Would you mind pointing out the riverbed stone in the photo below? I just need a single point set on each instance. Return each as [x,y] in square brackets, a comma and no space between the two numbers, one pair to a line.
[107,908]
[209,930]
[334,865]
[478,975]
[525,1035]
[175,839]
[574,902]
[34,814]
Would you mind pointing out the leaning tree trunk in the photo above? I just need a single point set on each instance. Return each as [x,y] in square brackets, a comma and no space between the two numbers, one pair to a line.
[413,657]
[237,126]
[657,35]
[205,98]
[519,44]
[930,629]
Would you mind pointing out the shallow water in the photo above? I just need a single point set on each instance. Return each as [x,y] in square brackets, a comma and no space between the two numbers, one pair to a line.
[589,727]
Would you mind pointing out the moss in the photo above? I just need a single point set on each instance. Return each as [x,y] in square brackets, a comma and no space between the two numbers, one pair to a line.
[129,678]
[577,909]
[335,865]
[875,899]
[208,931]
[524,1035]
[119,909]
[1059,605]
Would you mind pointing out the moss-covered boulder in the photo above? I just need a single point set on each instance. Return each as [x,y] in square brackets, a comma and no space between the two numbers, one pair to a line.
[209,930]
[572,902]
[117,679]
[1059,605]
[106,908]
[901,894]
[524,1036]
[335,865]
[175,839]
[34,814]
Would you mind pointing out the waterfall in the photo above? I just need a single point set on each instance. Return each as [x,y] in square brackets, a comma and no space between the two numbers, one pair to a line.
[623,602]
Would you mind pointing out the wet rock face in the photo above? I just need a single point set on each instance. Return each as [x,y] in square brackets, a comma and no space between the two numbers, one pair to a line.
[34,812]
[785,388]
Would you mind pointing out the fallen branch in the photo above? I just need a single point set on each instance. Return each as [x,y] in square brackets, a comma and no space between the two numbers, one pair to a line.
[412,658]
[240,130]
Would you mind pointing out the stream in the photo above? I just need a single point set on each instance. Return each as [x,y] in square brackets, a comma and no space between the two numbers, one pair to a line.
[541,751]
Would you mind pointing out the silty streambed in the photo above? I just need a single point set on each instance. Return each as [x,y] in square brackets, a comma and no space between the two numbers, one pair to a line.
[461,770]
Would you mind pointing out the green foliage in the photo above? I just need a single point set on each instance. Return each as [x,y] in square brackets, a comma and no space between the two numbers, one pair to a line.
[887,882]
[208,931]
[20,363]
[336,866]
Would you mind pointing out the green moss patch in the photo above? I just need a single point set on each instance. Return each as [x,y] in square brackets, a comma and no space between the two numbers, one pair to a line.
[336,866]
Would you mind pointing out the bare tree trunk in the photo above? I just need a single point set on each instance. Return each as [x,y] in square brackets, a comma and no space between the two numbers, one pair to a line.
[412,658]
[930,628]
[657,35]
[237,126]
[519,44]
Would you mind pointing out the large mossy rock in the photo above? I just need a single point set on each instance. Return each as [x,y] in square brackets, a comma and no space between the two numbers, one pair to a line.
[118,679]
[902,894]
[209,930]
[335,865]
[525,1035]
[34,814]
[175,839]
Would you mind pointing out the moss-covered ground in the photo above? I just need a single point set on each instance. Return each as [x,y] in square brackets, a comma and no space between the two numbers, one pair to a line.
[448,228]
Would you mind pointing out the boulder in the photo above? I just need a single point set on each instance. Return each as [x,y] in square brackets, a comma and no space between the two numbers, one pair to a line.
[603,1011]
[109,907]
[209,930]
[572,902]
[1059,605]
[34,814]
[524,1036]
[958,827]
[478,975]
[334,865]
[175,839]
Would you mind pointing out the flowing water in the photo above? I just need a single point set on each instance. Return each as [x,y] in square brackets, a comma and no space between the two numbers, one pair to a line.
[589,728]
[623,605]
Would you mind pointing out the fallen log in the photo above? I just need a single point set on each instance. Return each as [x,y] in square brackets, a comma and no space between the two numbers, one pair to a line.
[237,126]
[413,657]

•••

DO THIS:
Every line above should be printed again exactly as it stands.

FULL ANSWER:
Would you mind pointing out the riverbed stone in the photo below? I just need a single point set on each instance. Return each as [x,y] in square brackets, a comma and no space between the two numbers, one pair to a line.
[107,908]
[209,930]
[334,865]
[478,975]
[525,1035]
[175,839]
[574,902]
[34,814]
Would you mind pointing out the leaning tree trunk in the photo above? I just need a single point set on each instance. Return each as [x,y] in square brackets, a comma and no space between the two numbers, one pair to a line.
[413,657]
[237,126]
[657,35]
[205,98]
[519,44]
[930,629]
Would you mind pointing out the shallow water in the photo above? I just need a single point set on each instance. Return each as [x,y] in square brackets, a comma and no space between the two numbers, one pair to a line.
[589,727]
Would you mind pointing out the moss in the photo above? I just need a single point set on each instance. Return each as [x,y] in square brackets, a comma and no space between the two numbers, one pair to a line.
[129,678]
[577,909]
[335,865]
[875,899]
[208,931]
[524,1035]
[119,909]
[1059,605]
Would you mind pointing out the moss-covered boulder in the photo above? I just need a single point set on each instance. Return each as [x,y] in square brackets, a comma and no space between the two numbers, one pair to a line.
[209,930]
[572,902]
[117,679]
[1059,605]
[106,908]
[901,894]
[524,1036]
[335,865]
[175,839]
[34,814]
Would you mind pointing out the waterfall in the photo above? I just need a single point set on each instance. Return each as [x,y] in square brackets, a comma and no space between the two numbers, one pair to a line.
[623,602]
Would you mind pointing out the wet rock face in the photo above? I just need a single point set on each instance. Return each as [x,y] in square brackets, a comma and no space between the two numbers, one pair to a line.
[34,812]
[785,388]
Would you mind pointing out the fallen branch in the photo above? I just need a single point set on each instance. Return each as [x,y] in square brackets, a comma and no space between the two numbers, one pair to a line.
[412,658]
[240,130]
Would you mind pointing out the stream in the photo above? I just need a single point set on each instance. Return each as [x,y] in square brackets, a comma and no space between the two numbers, one pair to a line.
[541,751]
Would you mind pointing out the silty streambed in the photo above? I just need a single point set on each instance. Return each as [x,y] in square brackets, a comma and no space between the two numbers, one pair to a line.
[461,770]
Would you mind pointing out the green foliage in the photo above? I just need a single point set on each instance. Return each as [x,y] in square brackets, a comma and no space between the two numbers, one pair to a line.
[887,882]
[208,931]
[20,363]
[336,866]
Would you mind pointing out the green moss patch in the photo above? I just need a single point set on each instance. Return each as [x,y] in square brackets, a comma and no space between the two numbers, one pair to a line.
[336,866]
Would you mind pointing out the bare tree trunk in the photo above? I just need a single point set on each instance. Return each as [x,y] in square brackets, a comma and no space between the two numbers, one pair to a line.
[412,658]
[930,628]
[657,35]
[237,126]
[519,44]
Would you mind pointing out the large mossy rock in the photo above? I just need a single point set on each instance. Return each as [x,y] in square brackets, a comma and no space between the two numbers, one pair to a line.
[118,679]
[902,894]
[209,930]
[335,865]
[525,1035]
[34,814]
[175,839]
Would you mind pointing out the moss-covered ground in the photo above? I just need a single point set on each instance. Return each as [x,y] in square brackets, a comma and no space between the two numbers, one pair to a line.
[448,228]
Would you mind pointing out the boulder in the photo above? I just need a single point set on each instance. Return each as [x,y] in square brackets, a comma and no space between the two numbers, one pair to a line.
[603,1011]
[109,907]
[209,930]
[572,902]
[1059,605]
[34,814]
[524,1036]
[958,827]
[478,975]
[334,865]
[175,839]
Would you mind pointing out the flowing water in the photo above? I just need a single point set on each instance. Return each as [x,y] in square brackets, a comma and no space between the two numbers, one pair to a line.
[589,728]
[623,605]
Would you mind pointing out the fallen log in the photo above? I just need a single point set on each instance. Return each as [x,y] in square brackets, a comma and no space between the two numbers, one pair to a line.
[237,126]
[413,657]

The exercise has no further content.